◆ **Records shown**:
━━━

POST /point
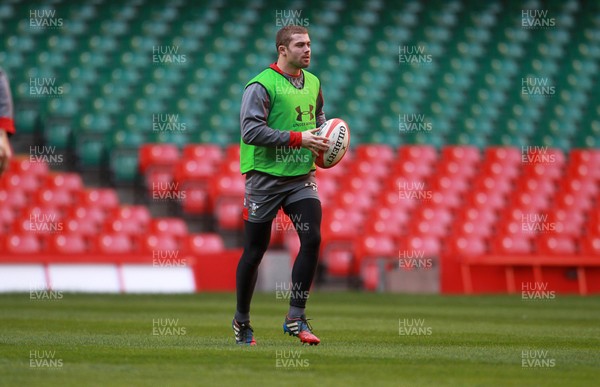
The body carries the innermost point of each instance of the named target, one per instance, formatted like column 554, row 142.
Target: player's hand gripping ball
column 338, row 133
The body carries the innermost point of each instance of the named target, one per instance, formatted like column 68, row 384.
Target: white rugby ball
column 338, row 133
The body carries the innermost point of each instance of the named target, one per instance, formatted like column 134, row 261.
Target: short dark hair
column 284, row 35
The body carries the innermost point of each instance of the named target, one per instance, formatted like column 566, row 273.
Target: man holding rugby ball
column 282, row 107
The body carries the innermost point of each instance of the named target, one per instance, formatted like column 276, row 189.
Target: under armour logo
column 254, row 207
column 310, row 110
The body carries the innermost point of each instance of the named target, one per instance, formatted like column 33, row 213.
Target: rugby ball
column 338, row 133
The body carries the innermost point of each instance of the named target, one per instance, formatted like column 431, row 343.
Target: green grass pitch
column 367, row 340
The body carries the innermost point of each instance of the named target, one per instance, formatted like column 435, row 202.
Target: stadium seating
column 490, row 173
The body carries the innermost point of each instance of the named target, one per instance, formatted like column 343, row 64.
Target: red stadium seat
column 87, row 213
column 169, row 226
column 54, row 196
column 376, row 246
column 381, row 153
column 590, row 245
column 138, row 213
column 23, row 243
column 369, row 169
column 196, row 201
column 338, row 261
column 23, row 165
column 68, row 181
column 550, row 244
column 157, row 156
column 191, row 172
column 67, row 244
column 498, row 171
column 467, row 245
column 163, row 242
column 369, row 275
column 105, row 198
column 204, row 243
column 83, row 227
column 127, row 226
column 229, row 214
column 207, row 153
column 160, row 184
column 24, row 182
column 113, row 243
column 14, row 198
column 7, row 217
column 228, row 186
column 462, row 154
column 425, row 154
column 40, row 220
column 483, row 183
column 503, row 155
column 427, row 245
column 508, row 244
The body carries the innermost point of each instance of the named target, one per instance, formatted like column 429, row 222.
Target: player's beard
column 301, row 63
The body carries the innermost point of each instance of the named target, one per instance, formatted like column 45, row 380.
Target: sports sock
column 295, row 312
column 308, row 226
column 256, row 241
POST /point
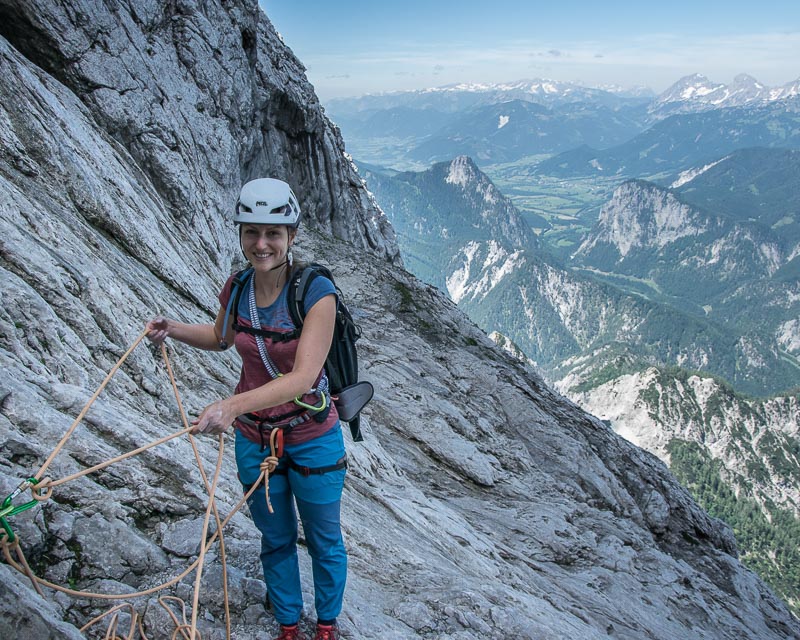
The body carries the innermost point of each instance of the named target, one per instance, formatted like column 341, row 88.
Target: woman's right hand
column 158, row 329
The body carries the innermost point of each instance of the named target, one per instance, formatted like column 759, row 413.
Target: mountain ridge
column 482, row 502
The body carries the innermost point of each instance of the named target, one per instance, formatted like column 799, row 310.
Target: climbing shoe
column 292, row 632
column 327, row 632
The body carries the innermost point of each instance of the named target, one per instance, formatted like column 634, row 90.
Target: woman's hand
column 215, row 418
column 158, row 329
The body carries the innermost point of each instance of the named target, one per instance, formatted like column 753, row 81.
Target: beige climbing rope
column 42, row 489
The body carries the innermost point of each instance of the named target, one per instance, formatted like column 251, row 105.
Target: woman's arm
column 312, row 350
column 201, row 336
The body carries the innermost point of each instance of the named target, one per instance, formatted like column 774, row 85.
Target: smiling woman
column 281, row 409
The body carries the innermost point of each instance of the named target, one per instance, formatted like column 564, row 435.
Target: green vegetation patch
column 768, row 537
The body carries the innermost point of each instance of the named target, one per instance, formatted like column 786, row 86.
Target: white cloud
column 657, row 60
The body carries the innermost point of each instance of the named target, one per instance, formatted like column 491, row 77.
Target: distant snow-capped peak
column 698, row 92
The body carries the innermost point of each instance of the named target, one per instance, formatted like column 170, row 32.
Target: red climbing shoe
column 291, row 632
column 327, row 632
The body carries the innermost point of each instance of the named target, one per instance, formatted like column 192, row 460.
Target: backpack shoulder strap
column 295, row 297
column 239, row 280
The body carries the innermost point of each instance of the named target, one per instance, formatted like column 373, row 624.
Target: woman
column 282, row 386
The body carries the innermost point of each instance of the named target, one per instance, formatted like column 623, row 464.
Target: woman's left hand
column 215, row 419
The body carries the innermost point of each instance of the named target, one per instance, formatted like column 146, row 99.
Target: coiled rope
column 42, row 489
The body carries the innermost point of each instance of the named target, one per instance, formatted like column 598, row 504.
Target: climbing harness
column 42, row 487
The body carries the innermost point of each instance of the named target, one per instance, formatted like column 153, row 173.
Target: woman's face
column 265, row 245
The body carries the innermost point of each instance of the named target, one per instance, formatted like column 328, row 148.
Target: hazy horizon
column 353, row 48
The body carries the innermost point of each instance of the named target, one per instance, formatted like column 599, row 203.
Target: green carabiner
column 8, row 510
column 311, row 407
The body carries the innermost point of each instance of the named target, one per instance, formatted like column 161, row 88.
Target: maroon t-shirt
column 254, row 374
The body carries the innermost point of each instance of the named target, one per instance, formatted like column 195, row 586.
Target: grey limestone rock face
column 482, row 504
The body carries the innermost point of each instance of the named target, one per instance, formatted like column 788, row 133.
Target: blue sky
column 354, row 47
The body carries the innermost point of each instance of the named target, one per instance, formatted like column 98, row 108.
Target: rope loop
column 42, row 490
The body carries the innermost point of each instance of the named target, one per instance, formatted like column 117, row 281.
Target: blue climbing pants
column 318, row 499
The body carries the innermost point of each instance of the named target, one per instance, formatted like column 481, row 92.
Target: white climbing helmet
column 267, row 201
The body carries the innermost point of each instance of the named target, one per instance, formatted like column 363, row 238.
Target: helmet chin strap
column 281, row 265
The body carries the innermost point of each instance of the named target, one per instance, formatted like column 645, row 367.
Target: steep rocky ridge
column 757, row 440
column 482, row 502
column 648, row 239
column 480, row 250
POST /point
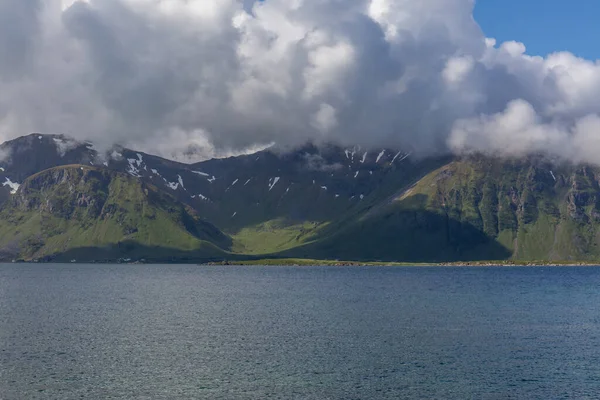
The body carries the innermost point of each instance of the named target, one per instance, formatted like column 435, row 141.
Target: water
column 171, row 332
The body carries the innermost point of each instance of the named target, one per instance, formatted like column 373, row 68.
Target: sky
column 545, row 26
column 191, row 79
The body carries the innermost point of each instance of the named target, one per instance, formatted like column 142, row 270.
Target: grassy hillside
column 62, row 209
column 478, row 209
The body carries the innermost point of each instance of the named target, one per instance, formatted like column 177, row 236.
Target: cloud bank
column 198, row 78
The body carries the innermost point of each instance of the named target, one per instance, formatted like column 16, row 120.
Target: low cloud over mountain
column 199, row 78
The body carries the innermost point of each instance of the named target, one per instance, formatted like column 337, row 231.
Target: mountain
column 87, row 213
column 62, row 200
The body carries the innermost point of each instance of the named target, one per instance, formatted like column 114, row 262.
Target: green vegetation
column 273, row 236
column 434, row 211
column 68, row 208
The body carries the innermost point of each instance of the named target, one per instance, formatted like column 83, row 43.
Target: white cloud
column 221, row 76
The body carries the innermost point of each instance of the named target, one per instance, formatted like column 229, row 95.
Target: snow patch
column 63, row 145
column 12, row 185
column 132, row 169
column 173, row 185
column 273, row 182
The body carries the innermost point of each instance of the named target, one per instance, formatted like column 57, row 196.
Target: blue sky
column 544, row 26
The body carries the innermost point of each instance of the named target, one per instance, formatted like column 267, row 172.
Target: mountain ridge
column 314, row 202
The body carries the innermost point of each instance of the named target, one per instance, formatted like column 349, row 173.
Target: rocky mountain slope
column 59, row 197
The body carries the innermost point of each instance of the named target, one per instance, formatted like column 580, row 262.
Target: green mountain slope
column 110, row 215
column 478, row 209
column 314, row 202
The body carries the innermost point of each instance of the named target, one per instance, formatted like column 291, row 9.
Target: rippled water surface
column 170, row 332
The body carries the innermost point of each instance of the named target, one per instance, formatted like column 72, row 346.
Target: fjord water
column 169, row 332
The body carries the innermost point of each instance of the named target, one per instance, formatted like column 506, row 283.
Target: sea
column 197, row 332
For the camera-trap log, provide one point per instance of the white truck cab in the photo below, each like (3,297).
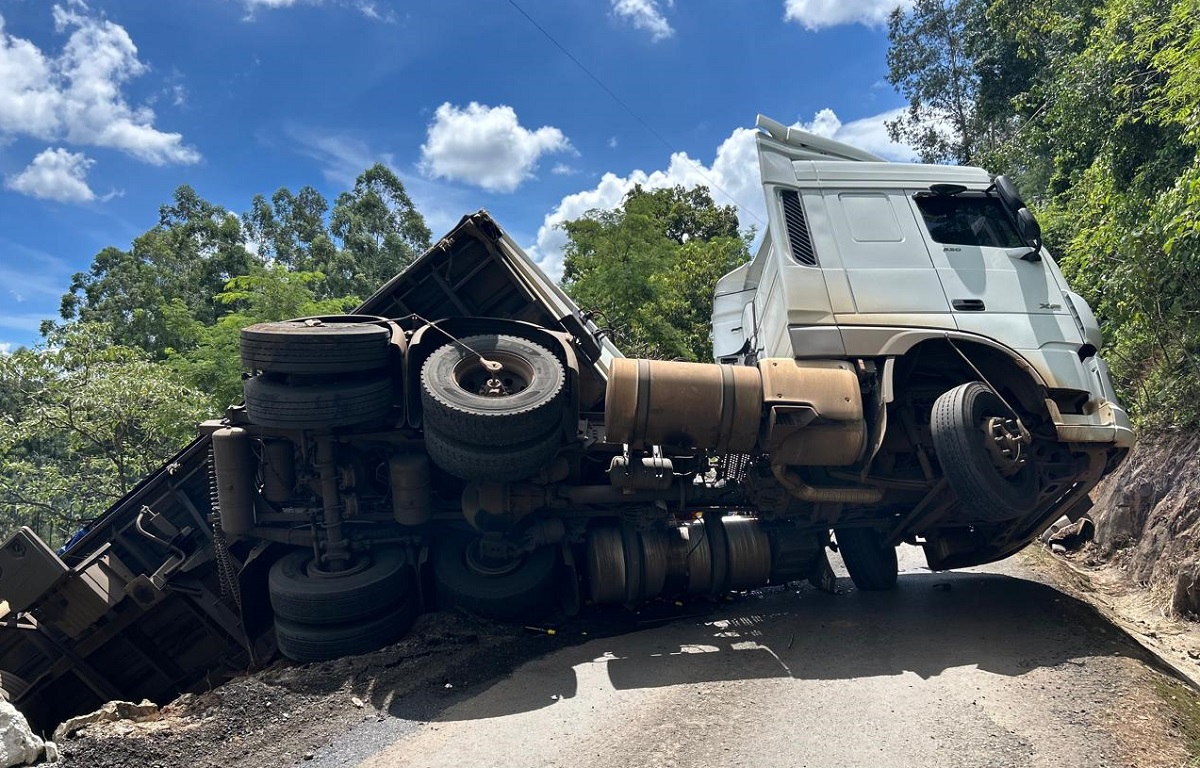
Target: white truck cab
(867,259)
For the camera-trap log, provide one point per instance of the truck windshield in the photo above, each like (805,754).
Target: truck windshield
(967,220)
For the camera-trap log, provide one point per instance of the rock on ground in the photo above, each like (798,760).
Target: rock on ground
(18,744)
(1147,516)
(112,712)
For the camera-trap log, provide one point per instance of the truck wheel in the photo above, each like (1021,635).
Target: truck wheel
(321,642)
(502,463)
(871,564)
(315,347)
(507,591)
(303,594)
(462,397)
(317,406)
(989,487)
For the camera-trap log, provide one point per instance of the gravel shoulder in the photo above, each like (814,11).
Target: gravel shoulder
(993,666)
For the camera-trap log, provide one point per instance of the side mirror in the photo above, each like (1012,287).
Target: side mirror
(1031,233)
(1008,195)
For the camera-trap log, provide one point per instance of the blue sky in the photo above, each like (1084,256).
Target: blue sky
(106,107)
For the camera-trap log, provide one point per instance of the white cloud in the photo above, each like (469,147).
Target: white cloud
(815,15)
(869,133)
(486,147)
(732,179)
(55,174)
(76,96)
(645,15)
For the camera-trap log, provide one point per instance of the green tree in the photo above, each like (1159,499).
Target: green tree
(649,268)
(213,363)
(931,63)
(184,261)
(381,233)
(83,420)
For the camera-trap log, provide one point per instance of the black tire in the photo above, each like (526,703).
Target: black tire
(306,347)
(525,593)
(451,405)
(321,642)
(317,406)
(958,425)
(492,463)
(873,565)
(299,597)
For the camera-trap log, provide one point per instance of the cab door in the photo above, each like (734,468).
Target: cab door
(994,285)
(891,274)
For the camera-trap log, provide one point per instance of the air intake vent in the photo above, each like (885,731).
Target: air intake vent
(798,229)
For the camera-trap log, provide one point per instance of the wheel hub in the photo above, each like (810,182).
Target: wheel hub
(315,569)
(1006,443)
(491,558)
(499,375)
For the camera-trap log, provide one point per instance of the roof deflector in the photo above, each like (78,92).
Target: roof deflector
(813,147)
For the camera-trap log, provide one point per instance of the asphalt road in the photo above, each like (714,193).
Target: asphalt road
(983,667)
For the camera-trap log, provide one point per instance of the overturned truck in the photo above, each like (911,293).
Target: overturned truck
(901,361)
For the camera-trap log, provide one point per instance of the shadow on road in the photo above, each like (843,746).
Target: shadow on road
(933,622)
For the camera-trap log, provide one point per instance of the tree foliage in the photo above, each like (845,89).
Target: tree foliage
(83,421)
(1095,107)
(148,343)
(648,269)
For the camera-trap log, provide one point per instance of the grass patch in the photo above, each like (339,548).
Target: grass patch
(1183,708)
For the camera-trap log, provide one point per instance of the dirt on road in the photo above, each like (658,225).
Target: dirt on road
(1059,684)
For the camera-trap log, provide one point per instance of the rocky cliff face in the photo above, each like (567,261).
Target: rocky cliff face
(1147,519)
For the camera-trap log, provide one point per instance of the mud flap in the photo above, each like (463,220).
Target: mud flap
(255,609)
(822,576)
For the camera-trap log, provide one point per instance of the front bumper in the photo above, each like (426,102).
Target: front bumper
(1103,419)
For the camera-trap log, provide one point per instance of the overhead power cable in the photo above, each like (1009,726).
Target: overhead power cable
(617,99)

━━━

◆ **To be done**: Reproduce word for word the lines of the records between the one containing "373, row 624." and the one containing "column 482, row 504", both included.

◆ **Complete response**:
The body carries the innermost point of each instance of the named target, one per instance, formatted like column 373, row 624.
Target: woman
column 282, row 386
The body carries the innermost point of each instance of the named target, one per instance, formatted like column 623, row 464.
Target: woman's left hand
column 215, row 419
The body carries the innermost point of each instance of the named target, one per instance, formatted like column 146, row 99.
Target: coiled rope
column 42, row 489
The body carries the innermost point of each instance of the named target, one per instance, formatted like column 598, row 504.
Target: climbing harness
column 42, row 487
The body carries the innermost point of each instance of the named target, one per instance, formatted like column 153, row 173.
Target: woman's face
column 265, row 245
The body carries the innermost point of each instance of the named target, one per instance, formatted like column 328, row 148.
Target: hazy horizon
column 353, row 48
The body carries the innermost point of each instance of the named target, one per instance, formatted like column 599, row 203.
Target: green carabiner
column 8, row 510
column 311, row 407
The body carries the innermost point of each instance of the named target, one per instance, formatted like column 161, row 88.
Target: maroon t-shirt
column 254, row 374
The body carries the innermost point of each instance of the named target, one per instance, formatted like column 195, row 586.
Target: grey limestone rock face
column 482, row 504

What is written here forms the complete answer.